→ **Fragmento proporcionado**
>>>>

Icono del sitio TribuTV

Vacunas: una obligación ética, jurídica y económica frente a los negacionistas de cotillón

La discusión sobre las vacunas volvió a ocupar el centro del debate público. No por nuevos descubrimientos científicos, sino por la reaparición de viejas supersticiones recicladas en formato de “opinión”. El resultado es grave: enfermedades controladas durante décadas regresan por la caída de las coberturas vacunales. Eso no es un fenómeno místico: es una consecuencia directa de la desinformación y del activismo antivacunas, más estético que racional, que crece entre tutoriales conspirativos y consignas de cotillón.

Las cifras son elocuentes. Según organismos internacionales, las vacunas evitan entre 3 y 5 millones de muertes anuales. Además, representan uno de los instrumentos de salud pública más rentables: cada dólar invertido en inmunización puede ahorrar hasta 20 en gastos hospitalarios, días laborales perdidos y tratamientos de alto costo. Para un país con un sistema de salud tensionado, vacunar no es sólo proteger vidas, sino preservar la sostenibilidad del Estado.

<<<<

→ **Ejercicio**
En el texto sobre las vacunas, ¿cuánto se puede ahorrar por cada dólar invertido en inmunización?

[Datos de expresiones de referencia]
>>>>

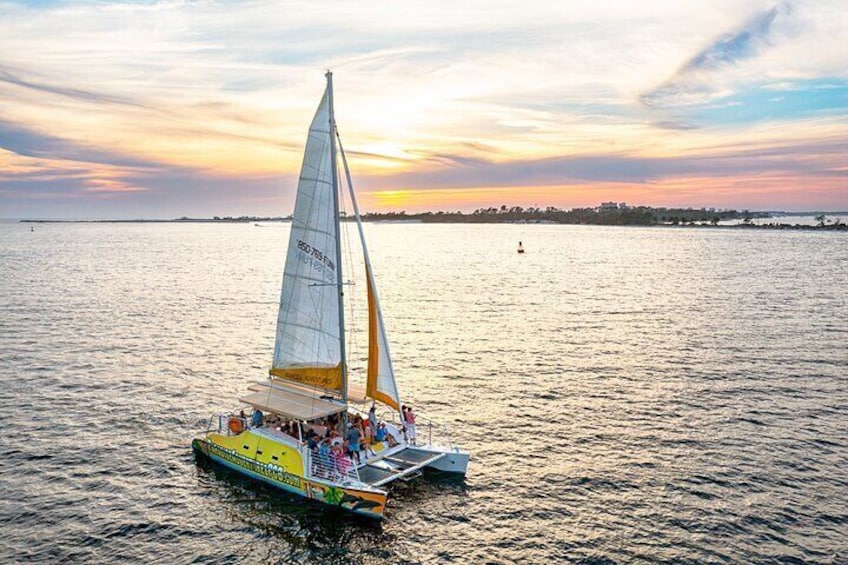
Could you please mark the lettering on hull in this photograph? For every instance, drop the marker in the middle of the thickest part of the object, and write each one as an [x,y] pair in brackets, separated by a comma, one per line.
[361,502]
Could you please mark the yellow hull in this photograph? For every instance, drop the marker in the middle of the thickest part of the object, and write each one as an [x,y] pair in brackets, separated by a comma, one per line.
[276,464]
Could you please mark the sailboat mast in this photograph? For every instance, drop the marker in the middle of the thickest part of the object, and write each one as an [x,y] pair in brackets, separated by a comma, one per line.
[335,175]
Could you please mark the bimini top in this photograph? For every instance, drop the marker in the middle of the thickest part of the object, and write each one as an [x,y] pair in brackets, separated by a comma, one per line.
[294,402]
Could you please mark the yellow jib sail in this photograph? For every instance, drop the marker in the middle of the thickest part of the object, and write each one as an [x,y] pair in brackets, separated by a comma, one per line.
[381,380]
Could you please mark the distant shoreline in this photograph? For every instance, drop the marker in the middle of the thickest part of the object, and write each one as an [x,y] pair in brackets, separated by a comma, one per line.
[608,214]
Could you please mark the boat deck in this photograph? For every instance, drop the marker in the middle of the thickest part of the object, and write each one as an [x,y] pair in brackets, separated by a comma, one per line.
[399,465]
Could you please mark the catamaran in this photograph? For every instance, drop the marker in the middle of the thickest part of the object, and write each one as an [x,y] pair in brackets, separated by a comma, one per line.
[308,431]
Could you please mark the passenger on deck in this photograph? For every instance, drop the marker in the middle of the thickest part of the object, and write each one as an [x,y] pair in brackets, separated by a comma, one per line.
[409,424]
[372,417]
[257,418]
[311,439]
[354,436]
[381,433]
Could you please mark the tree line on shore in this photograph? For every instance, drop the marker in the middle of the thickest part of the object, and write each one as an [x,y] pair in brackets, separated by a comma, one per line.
[622,215]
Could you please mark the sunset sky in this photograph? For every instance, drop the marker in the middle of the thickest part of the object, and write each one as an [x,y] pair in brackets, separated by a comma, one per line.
[164,109]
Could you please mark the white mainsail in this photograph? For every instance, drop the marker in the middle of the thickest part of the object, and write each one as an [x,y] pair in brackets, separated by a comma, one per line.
[309,348]
[380,383]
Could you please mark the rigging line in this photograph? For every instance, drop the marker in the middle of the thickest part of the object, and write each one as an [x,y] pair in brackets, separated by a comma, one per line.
[352,319]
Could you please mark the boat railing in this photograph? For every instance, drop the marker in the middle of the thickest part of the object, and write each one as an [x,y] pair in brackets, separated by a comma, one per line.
[332,466]
[227,424]
[434,432]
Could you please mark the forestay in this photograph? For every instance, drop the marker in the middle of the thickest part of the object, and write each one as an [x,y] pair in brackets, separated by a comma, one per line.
[308,347]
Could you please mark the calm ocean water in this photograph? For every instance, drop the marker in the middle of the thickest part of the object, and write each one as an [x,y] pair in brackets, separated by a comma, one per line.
[629,395]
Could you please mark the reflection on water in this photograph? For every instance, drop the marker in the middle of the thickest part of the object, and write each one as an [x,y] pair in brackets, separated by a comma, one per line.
[628,394]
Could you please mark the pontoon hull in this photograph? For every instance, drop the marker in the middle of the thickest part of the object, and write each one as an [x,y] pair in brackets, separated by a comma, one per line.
[363,502]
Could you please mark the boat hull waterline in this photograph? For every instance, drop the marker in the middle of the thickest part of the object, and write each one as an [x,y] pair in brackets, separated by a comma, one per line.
[363,502]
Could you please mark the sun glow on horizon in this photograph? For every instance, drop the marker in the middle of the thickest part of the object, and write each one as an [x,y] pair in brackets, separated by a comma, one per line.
[736,106]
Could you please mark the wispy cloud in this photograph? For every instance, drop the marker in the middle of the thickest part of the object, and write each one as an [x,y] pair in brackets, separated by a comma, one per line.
[698,77]
[163,106]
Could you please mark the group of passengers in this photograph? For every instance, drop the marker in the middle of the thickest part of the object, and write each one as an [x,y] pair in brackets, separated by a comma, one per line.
[335,448]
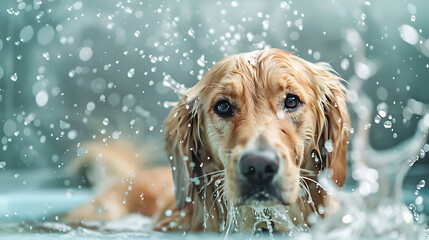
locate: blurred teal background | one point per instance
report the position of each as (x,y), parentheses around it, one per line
(79,71)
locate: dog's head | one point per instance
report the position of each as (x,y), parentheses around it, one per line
(262,117)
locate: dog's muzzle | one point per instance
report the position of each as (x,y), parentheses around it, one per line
(258,170)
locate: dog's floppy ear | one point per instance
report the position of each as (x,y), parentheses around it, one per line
(333,130)
(332,119)
(182,142)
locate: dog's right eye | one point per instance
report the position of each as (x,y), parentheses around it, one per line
(223,108)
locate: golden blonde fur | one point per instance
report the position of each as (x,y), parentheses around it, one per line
(204,149)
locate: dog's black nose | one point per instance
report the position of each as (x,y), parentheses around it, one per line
(259,167)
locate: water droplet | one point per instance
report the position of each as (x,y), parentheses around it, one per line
(409,34)
(77,5)
(85,54)
(387,124)
(46,56)
(377,119)
(72,134)
(329,145)
(9,127)
(90,106)
(26,33)
(265,24)
(191,32)
(345,63)
(131,73)
(201,61)
(284,5)
(105,121)
(42,98)
(14,77)
(116,134)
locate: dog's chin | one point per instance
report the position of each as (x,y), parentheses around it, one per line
(266,197)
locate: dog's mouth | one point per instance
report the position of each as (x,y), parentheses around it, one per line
(260,195)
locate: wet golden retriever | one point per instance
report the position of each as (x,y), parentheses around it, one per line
(245,145)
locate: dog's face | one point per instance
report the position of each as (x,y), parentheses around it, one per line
(263,117)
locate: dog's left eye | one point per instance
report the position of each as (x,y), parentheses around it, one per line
(223,108)
(292,102)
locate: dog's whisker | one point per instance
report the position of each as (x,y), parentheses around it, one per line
(314,181)
(310,199)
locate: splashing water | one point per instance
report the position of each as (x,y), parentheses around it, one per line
(376,209)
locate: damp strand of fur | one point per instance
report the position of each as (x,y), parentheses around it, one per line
(306,188)
(220,195)
(211,181)
(230,221)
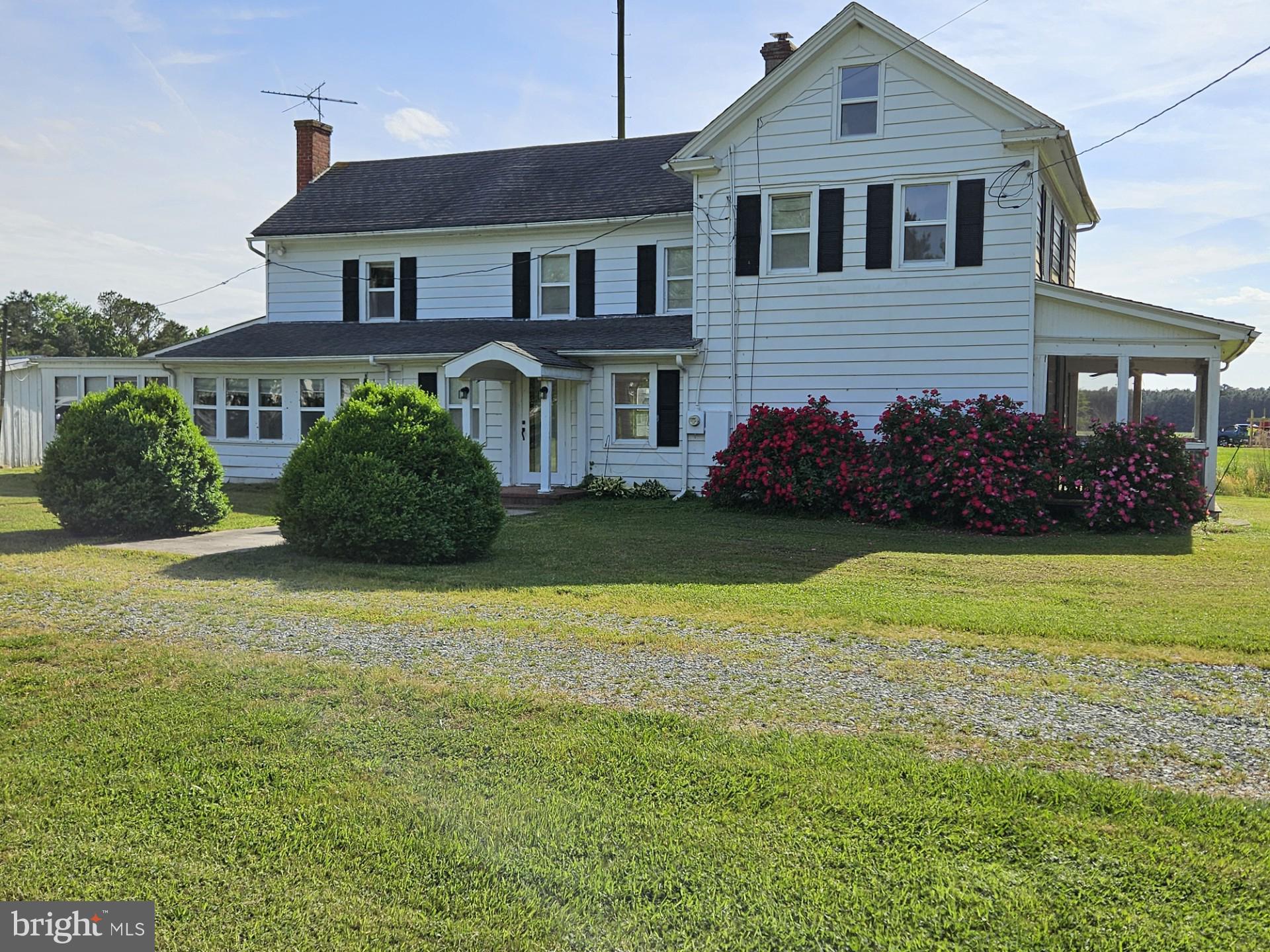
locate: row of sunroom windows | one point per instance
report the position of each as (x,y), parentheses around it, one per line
(252,408)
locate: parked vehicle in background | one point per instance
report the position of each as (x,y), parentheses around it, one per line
(1236,436)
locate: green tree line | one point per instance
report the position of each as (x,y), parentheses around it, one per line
(54,325)
(1177,405)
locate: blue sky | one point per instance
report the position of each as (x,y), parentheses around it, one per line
(136,150)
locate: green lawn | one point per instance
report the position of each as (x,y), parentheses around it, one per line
(273,803)
(286,805)
(1191,596)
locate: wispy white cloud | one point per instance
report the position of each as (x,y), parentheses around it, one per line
(265,13)
(411,125)
(38,149)
(130,19)
(1246,296)
(190,58)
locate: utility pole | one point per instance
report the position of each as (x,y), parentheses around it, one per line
(4,360)
(621,69)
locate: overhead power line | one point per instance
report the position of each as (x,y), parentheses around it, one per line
(1166,110)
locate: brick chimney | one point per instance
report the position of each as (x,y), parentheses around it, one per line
(778,51)
(313,151)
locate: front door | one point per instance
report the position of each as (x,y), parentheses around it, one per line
(530,432)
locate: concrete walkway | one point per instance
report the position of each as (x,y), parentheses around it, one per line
(208,542)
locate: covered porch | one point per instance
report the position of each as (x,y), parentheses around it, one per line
(1086,340)
(546,397)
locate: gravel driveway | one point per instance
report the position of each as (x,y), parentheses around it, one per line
(1188,727)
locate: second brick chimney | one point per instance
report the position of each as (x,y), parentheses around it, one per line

<<<<

→ **Respuesta**
Hasta 20 dólares en gastos hospitalarios, días laborales perdidos y tratamientos de alto costo.